Do this —
Please identify every line in the records below that contains the word "marker", and copy each of those lines in full. Case counts.

Data shown —
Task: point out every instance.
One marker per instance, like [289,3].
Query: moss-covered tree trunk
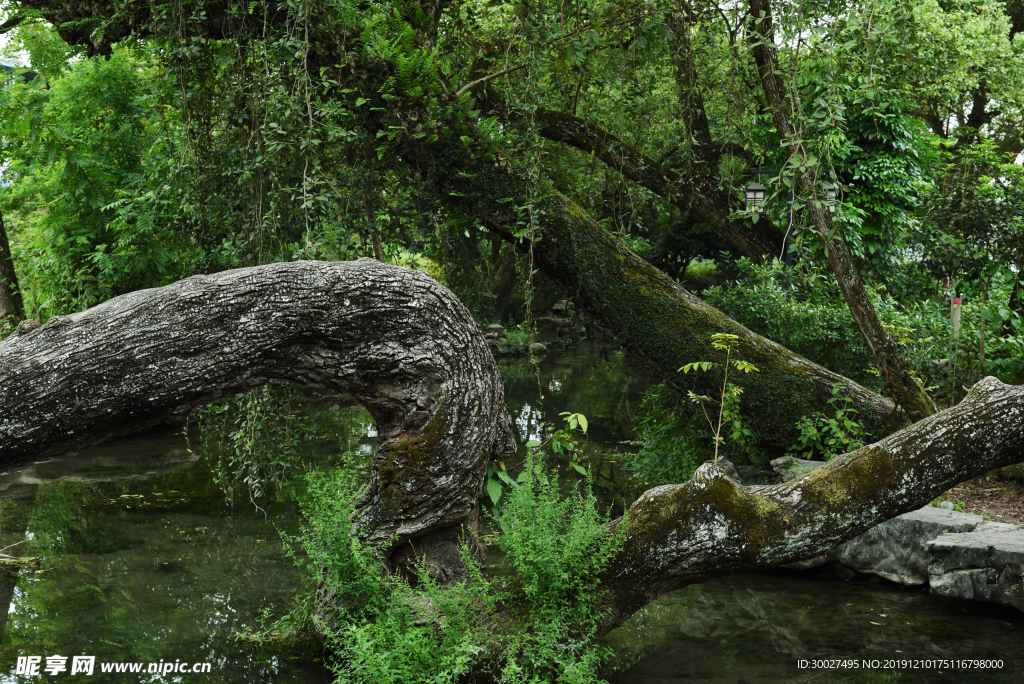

---

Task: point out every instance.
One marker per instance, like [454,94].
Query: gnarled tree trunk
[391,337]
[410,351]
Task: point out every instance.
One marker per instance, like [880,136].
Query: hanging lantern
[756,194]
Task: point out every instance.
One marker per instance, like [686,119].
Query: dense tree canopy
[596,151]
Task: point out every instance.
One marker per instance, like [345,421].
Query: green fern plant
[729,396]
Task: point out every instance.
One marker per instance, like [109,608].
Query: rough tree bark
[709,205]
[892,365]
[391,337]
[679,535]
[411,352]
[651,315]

Complete answer —
One marker per instance, like [289,3].
One marker per instance, like [454,94].
One marker per instance, like [880,136].
One marker per instance, like [686,119].
One marker per instance, like [345,421].
One marker per instance, like [109,608].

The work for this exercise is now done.